■ **PROBLEM TO WORK ON**
Take the line containing "hey friend, could you box the player's leg" and every line after it to the end of the records, and copy them exactly, excluding pictures.

■ **ENTRIES PROVIDED**
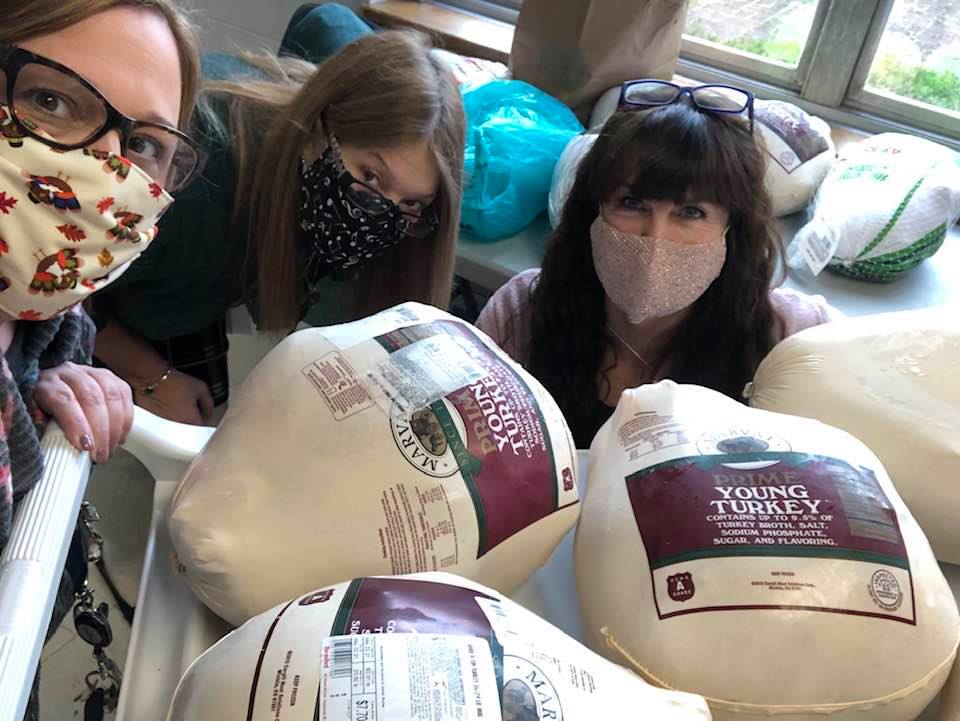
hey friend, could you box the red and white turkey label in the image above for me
[167,573,713,721]
[755,100,830,174]
[375,321,577,557]
[627,451,914,623]
[326,576,500,640]
[243,577,504,721]
[576,383,959,721]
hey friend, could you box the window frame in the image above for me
[679,37,803,89]
[680,0,829,91]
[445,0,958,150]
[844,0,960,138]
[433,0,520,24]
[678,0,958,148]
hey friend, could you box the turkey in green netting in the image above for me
[789,133,960,282]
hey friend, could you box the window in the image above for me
[679,0,959,146]
[851,0,960,136]
[436,0,521,24]
[683,0,825,87]
[449,0,958,147]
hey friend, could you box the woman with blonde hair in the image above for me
[1,0,203,716]
[92,10,467,424]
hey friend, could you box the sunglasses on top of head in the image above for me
[619,79,755,132]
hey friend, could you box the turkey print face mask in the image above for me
[0,106,173,320]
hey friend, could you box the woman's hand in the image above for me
[133,370,214,426]
[34,363,134,464]
[94,320,215,426]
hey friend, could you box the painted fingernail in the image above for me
[79,435,93,452]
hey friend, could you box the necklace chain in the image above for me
[606,324,653,371]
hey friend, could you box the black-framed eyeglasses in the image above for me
[324,122,439,240]
[619,79,755,132]
[0,45,205,192]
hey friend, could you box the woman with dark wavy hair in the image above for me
[476,81,840,448]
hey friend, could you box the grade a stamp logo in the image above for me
[869,569,904,611]
[298,588,334,606]
[561,467,574,492]
[502,656,562,721]
[391,401,463,478]
[667,572,695,602]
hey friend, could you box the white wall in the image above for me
[183,0,367,54]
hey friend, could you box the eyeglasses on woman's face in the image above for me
[0,44,205,192]
[619,79,755,132]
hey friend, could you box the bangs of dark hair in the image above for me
[587,101,757,211]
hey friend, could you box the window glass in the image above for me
[865,0,960,113]
[685,0,820,66]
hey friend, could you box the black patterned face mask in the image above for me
[297,147,409,282]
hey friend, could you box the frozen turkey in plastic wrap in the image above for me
[167,572,712,721]
[575,381,960,721]
[548,133,597,228]
[788,133,960,281]
[169,304,579,625]
[747,307,960,565]
[753,99,835,216]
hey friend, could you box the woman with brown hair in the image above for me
[476,81,840,448]
[1,0,202,457]
[91,12,466,425]
[1,0,203,716]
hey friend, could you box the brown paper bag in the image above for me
[511,0,689,122]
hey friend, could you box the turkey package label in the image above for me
[367,320,570,557]
[630,451,913,623]
[169,304,578,625]
[315,635,498,721]
[754,99,834,217]
[575,381,959,721]
[167,573,712,721]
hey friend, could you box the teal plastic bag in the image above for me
[460,80,584,241]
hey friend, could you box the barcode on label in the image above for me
[330,638,353,679]
[798,226,838,276]
[319,634,500,721]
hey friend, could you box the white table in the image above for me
[115,481,230,721]
[456,215,960,317]
[456,215,553,294]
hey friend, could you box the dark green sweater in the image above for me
[91,91,247,340]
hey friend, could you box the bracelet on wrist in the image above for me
[133,367,175,396]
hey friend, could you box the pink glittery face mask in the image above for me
[590,215,727,324]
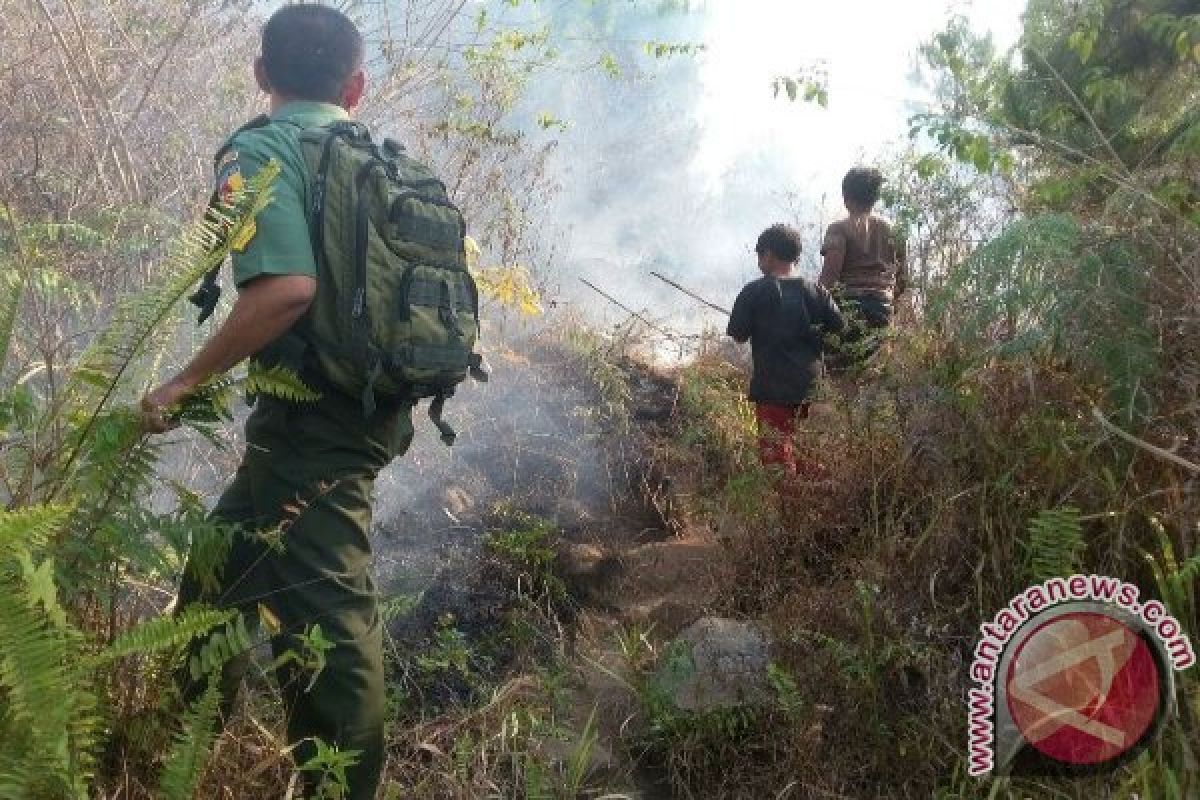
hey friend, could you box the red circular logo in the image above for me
[1005,612,1162,766]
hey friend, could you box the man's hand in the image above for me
[139,274,316,435]
[140,378,196,434]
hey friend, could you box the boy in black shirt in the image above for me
[727,224,845,480]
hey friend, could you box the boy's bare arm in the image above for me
[819,247,844,290]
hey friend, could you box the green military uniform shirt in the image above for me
[214,102,349,286]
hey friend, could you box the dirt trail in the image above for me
[542,362,732,797]
[373,343,730,796]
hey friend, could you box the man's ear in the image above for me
[341,68,366,111]
[253,57,271,93]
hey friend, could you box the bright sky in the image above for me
[692,0,1025,212]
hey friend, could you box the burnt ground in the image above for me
[369,333,727,795]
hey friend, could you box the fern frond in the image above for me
[158,677,221,800]
[69,165,278,403]
[173,374,238,429]
[97,607,235,666]
[1026,506,1084,581]
[0,504,73,554]
[111,501,235,586]
[170,363,318,439]
[0,501,101,796]
[46,163,280,499]
[67,408,154,504]
[0,582,95,797]
[1142,517,1197,623]
[244,363,320,404]
[188,613,254,681]
[181,521,238,597]
[16,552,67,629]
[0,742,80,800]
[49,412,165,596]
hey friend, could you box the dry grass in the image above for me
[640,324,1199,798]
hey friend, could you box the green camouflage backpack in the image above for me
[194,119,485,445]
[295,121,484,443]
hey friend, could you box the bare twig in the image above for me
[649,271,731,316]
[1031,49,1130,179]
[578,278,675,338]
[30,0,114,196]
[60,0,139,198]
[1092,407,1200,474]
[128,0,207,127]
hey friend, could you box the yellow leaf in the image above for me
[230,218,256,252]
[258,603,282,635]
[471,264,544,317]
[464,236,483,270]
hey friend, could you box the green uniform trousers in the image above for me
[178,390,412,800]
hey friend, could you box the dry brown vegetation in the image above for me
[2,1,1198,798]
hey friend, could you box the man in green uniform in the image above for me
[141,6,409,797]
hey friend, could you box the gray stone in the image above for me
[661,617,771,711]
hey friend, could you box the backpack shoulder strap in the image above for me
[301,121,375,273]
[212,114,271,167]
[190,115,273,324]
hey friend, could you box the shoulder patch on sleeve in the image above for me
[214,148,256,251]
[215,150,245,206]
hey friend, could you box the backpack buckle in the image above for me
[428,393,457,446]
[468,352,489,383]
[189,274,221,324]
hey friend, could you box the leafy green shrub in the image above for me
[0,162,317,798]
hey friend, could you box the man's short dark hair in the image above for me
[842,167,884,210]
[262,5,364,104]
[755,224,803,264]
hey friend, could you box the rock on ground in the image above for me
[663,617,771,712]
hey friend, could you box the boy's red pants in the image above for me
[754,402,811,478]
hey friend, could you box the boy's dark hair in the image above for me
[755,224,803,264]
[842,167,884,210]
[261,5,364,104]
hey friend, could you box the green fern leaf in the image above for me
[1142,517,1197,624]
[97,607,234,665]
[0,584,95,797]
[158,678,221,800]
[47,163,280,499]
[0,504,73,554]
[173,375,238,428]
[181,522,237,596]
[17,553,67,629]
[70,167,277,402]
[243,363,321,404]
[1027,506,1084,581]
[188,614,254,681]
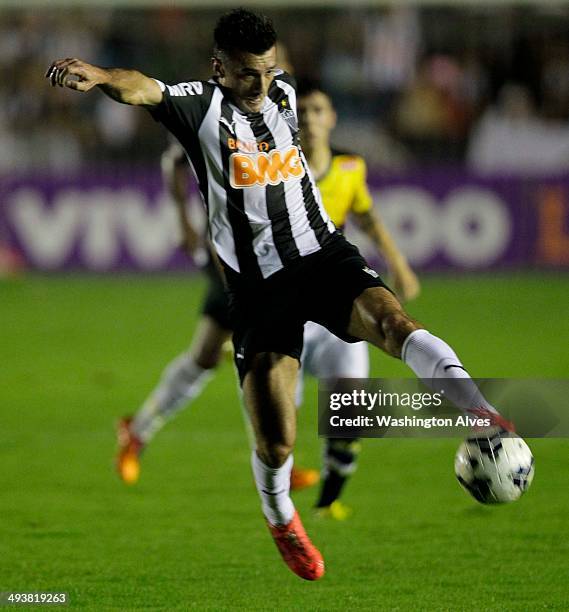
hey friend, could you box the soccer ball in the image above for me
[454,430,535,504]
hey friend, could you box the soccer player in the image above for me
[116,84,420,520]
[46,8,513,581]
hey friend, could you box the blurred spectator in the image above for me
[1,7,569,171]
[362,6,421,117]
[541,40,569,120]
[467,83,569,174]
[393,55,469,163]
[459,50,490,119]
[331,119,409,170]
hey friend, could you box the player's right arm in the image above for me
[161,143,204,260]
[45,58,162,106]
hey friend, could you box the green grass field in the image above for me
[1,273,568,610]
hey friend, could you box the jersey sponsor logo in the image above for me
[229,146,305,188]
[228,138,270,153]
[167,81,204,96]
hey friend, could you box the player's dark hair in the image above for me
[214,8,277,58]
[296,79,329,100]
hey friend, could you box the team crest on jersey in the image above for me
[278,98,298,131]
[229,146,305,188]
[281,108,297,131]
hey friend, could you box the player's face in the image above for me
[215,46,278,113]
[298,91,337,148]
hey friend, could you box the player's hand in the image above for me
[45,58,107,92]
[392,267,421,303]
[179,222,209,267]
[180,221,200,254]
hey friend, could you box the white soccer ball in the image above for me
[454,431,535,504]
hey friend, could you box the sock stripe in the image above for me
[261,488,287,496]
[443,364,467,372]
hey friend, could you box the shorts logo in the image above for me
[230,146,305,188]
[363,266,379,278]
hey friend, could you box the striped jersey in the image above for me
[150,73,337,281]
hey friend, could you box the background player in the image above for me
[296,81,420,518]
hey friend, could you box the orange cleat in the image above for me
[290,467,320,491]
[267,511,325,581]
[468,407,516,433]
[116,417,144,484]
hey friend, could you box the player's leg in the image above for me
[116,315,231,484]
[316,341,368,515]
[229,266,325,580]
[244,352,298,520]
[242,351,324,580]
[303,323,368,517]
[347,286,511,426]
[310,239,508,426]
[129,315,231,443]
[117,258,233,484]
[128,259,233,445]
[287,324,321,492]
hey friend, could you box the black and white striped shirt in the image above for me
[150,73,337,281]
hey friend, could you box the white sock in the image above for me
[251,452,295,526]
[131,353,213,443]
[402,329,497,415]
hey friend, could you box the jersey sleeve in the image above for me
[350,157,374,214]
[273,70,296,90]
[148,79,214,138]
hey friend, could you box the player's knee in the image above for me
[193,351,220,370]
[380,312,419,357]
[191,340,225,369]
[257,442,293,468]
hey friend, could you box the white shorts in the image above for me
[296,321,369,406]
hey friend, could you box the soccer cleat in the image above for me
[290,466,320,491]
[314,500,353,521]
[468,407,516,433]
[116,417,144,485]
[267,511,325,581]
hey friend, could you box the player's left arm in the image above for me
[350,160,420,302]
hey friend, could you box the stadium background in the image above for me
[1,3,568,610]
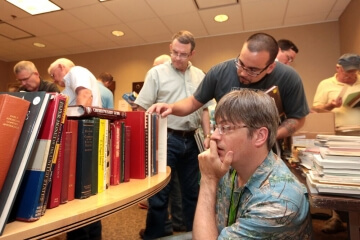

■ **TASK OUTPUT**
hey friend, could you box the player's leg in the image above for me
[116,315,231,484]
[316,341,368,515]
[229,266,325,580]
[244,352,298,520]
[242,351,324,580]
[303,323,368,517]
[347,286,511,426]
[310,239,508,426]
[129,315,231,443]
[117,258,233,484]
[128,259,233,445]
[287,324,321,492]
hey friend, could you box the black and white striped shirt in the image above for me
[150,73,337,281]
hey friend, could you box the white sock in the image above for me
[251,452,295,526]
[131,353,213,443]
[402,329,497,415]
hey friend, could you box the jersey sleeve in the image above for me
[350,157,374,214]
[273,70,296,90]
[148,79,214,138]
hey friend, could you box the player's knee in the image above for me
[193,351,220,370]
[380,312,419,357]
[191,340,225,369]
[257,442,293,468]
hey friend, could you box the white shorts in the image above for me
[296,321,369,406]
hey friend, could you box the soccer cleat in the image above for me
[290,466,320,491]
[314,500,353,521]
[468,407,516,433]
[116,417,144,485]
[267,511,325,581]
hey friend, could you box the player's left arm in the image above for me
[350,160,420,302]
hey friend, could you box the stadium background in the image above for me
[1,3,568,610]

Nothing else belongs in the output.